**Work to be completed:** Write out exactly, please, the lines from the one containing "If you could tag the water" to the end of the material.
─── Data lines ───
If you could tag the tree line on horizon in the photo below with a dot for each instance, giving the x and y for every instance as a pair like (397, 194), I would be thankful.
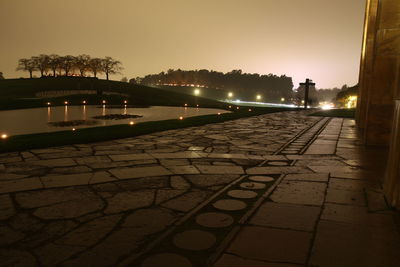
(272, 87)
(55, 65)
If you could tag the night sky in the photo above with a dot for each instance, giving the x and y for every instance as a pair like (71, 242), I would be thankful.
(317, 39)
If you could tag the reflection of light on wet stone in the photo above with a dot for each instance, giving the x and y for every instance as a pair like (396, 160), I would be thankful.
(242, 194)
(229, 204)
(214, 219)
(264, 179)
(278, 163)
(252, 185)
(194, 240)
(166, 259)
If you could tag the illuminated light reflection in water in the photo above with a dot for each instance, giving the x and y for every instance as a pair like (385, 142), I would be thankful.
(35, 120)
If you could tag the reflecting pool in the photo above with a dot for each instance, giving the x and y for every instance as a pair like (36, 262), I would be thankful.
(37, 120)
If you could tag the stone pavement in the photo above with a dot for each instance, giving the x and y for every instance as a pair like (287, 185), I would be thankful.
(279, 189)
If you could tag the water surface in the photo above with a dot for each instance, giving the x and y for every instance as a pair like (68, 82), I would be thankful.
(35, 120)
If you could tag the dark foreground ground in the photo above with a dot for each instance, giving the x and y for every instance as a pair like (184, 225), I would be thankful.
(281, 189)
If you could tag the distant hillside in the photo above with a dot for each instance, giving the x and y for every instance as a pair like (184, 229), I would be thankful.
(35, 90)
(244, 86)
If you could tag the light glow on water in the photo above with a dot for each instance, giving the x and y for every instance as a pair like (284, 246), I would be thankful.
(35, 120)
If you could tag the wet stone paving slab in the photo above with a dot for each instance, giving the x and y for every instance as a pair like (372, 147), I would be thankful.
(226, 194)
───
**Solution to the problem:**
If you could tag the water surface in the photo above with a dot for each instance, giving the x and y for every instance as a pair like (68, 82), I would be thankful.
(35, 120)
If you could tag the dark foreground ground in the photo above with a dot for each instance, giving the x and y for every instance as a pair like (184, 225), I would be thankful.
(281, 189)
If you could tag the distant hillside in the photo above with a dot for each instance, giving the x and y for every instance as a pair like (184, 229), I would be thankful.
(35, 90)
(244, 86)
If you could tag the light glow on water in the photo above with a dot for each instance, giving the x and y for every instance as a pair like (284, 246), I would be thankful.
(35, 120)
If you could tag the wet stone paving slab in the photo above with a dot for each instance, giving the x and y for every instance as a pair like (372, 147), I would be thankful.
(226, 194)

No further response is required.